(Entries taken from a collection)

# # # # # # #

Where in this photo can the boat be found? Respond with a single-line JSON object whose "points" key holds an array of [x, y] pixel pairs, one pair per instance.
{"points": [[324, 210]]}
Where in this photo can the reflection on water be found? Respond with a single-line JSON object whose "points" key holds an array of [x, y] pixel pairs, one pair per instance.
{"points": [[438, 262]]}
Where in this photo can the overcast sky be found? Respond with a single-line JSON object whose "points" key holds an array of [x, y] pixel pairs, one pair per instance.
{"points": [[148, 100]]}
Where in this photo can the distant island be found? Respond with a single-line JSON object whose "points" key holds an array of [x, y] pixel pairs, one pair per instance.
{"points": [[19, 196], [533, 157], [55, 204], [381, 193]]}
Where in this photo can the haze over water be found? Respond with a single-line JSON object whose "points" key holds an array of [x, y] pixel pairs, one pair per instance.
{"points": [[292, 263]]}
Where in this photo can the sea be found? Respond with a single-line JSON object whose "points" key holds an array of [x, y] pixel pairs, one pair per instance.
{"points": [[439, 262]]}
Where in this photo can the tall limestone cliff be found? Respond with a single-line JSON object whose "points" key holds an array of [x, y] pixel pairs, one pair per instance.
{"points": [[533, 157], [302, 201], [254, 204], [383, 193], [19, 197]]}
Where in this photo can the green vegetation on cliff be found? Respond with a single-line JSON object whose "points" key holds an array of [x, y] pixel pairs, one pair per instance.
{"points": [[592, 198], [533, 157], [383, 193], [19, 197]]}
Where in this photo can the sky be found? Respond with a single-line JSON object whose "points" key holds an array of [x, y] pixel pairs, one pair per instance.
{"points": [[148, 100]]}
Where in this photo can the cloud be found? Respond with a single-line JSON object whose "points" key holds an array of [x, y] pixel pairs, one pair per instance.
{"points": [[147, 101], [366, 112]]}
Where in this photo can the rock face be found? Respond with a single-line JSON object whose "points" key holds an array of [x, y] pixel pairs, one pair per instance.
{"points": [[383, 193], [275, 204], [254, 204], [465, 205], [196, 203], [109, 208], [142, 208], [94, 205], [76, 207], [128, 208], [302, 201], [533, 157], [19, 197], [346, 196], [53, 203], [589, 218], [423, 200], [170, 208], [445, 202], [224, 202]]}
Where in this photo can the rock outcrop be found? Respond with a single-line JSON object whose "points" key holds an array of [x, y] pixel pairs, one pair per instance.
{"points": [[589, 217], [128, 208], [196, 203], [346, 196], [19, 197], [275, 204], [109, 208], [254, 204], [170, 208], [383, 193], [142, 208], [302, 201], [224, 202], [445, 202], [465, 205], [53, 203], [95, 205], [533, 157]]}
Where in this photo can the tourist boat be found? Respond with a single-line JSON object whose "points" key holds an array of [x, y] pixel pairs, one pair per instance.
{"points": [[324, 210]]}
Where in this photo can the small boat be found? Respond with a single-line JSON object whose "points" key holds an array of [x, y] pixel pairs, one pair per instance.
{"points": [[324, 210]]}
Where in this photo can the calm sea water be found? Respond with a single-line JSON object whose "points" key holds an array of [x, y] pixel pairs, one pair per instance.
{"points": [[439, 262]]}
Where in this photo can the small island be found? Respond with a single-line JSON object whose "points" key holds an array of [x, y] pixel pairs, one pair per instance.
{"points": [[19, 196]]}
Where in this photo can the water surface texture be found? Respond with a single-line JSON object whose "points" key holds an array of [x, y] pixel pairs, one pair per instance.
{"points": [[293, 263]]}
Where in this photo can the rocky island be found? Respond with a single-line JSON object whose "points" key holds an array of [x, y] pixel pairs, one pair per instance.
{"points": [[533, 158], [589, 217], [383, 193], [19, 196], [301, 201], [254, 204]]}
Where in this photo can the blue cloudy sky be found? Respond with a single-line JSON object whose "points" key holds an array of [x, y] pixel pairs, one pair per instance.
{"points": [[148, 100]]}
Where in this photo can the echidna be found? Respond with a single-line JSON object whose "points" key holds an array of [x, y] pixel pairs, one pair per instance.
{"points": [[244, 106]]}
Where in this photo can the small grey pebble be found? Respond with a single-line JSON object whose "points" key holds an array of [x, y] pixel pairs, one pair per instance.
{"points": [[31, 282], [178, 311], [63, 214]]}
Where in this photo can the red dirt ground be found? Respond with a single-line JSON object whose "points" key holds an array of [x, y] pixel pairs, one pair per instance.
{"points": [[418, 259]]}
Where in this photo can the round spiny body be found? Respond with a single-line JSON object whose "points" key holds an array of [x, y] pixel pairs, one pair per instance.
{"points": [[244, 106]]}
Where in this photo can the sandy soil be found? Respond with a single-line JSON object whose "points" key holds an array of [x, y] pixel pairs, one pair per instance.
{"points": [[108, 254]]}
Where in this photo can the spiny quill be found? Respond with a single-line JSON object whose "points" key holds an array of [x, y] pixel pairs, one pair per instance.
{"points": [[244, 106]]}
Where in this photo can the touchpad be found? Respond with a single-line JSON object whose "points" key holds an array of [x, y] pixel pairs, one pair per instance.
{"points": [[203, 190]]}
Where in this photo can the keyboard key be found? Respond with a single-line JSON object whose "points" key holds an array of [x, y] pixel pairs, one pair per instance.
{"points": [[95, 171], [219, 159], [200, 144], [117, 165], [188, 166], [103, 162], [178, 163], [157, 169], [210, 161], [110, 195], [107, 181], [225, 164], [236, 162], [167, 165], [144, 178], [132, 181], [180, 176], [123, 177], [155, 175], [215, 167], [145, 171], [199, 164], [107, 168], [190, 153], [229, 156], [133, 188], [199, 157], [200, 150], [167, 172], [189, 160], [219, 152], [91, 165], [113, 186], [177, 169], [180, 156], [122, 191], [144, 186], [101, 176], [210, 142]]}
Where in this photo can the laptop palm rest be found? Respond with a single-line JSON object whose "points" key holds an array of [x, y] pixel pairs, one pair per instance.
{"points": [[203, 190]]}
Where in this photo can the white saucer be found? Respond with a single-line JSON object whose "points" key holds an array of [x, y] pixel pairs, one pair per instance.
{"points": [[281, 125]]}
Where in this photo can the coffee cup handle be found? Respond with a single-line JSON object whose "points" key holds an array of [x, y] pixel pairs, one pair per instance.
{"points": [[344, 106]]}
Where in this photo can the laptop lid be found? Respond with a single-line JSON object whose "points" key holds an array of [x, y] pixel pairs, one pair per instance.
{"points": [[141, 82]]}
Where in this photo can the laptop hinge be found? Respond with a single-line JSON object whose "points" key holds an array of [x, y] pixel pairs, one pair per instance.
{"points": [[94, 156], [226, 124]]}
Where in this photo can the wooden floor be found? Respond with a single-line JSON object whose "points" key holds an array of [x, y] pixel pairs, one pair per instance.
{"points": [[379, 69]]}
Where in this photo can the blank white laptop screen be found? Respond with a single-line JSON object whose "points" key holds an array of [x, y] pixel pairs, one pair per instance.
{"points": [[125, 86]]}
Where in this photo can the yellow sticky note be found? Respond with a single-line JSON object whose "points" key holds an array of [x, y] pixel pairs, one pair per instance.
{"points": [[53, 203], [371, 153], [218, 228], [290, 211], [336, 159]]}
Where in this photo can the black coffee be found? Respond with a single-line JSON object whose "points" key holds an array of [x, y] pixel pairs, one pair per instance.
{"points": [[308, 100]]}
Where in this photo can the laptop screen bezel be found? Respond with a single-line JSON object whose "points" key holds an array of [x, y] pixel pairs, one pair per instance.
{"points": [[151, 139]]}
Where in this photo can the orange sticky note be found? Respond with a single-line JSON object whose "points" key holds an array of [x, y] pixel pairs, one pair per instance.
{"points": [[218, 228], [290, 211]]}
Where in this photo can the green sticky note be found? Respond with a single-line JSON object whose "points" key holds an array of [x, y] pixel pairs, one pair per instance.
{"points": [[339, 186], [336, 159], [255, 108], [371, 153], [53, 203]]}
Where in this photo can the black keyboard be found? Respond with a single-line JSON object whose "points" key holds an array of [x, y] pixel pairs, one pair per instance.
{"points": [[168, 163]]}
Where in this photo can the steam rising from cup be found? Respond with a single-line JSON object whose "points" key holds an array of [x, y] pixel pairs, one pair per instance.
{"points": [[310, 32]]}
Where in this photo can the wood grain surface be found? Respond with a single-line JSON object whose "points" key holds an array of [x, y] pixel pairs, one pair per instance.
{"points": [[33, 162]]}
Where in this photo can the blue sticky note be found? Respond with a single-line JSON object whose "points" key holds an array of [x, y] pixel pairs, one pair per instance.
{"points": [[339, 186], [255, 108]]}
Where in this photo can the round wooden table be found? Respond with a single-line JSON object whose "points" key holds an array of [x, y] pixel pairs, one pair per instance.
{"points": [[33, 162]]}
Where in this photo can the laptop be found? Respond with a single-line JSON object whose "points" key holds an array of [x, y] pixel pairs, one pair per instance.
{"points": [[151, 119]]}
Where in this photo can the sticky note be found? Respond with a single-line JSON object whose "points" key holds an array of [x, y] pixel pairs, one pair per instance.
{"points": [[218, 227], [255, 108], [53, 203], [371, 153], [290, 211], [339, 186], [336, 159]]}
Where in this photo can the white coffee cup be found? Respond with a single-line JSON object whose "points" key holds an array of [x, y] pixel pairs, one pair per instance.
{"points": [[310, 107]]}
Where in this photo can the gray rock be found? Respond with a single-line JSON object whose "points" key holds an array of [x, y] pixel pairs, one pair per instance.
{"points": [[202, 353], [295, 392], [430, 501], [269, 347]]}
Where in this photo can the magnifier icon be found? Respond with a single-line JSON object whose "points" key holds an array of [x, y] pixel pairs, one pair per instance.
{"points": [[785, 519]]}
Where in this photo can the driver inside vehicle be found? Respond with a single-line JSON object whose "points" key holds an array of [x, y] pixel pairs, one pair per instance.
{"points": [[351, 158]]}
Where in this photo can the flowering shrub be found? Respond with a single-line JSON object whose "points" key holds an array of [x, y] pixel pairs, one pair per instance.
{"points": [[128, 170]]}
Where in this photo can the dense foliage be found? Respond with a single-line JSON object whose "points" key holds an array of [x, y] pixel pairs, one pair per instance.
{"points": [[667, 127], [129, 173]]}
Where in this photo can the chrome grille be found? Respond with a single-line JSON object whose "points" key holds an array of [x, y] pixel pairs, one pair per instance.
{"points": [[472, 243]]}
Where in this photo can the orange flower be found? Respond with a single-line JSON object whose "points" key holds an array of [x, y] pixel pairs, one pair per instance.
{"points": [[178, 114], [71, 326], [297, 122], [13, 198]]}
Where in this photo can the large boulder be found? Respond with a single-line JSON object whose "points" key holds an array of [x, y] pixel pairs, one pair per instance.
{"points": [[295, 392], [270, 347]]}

# # # # # # #

• _SET PROBLEM_:
Begin with the line that contains "Where in this photo can the dense" and quote each line after it exactly, stopping after the last line of the data.

• _TASK SOLUTION_:
Where in this photo can the dense foliage be found? Respond with a single-line JSON object whose "points" key holds an array of [x, y] pixel pairs, one pair per instance.
{"points": [[667, 127], [129, 173]]}
Where in this photo can the chrome grille be found? Respond with a single-line JSON object whose "points" key holds an array of [x, y] pixel pairs, one pair per instance.
{"points": [[472, 243]]}
Where in this photo can the orange flower be found? Respond with a single-line JSON object whose "points" key holds an array of [x, y] pixel pairs, one pair per instance.
{"points": [[178, 114], [71, 326], [297, 122], [13, 198]]}
Where in this photo can the large boulder be found? Respond with a single-line JSON object whose "points" key holds an array of [x, y] pixel pairs, one pair per instance.
{"points": [[295, 392], [270, 347]]}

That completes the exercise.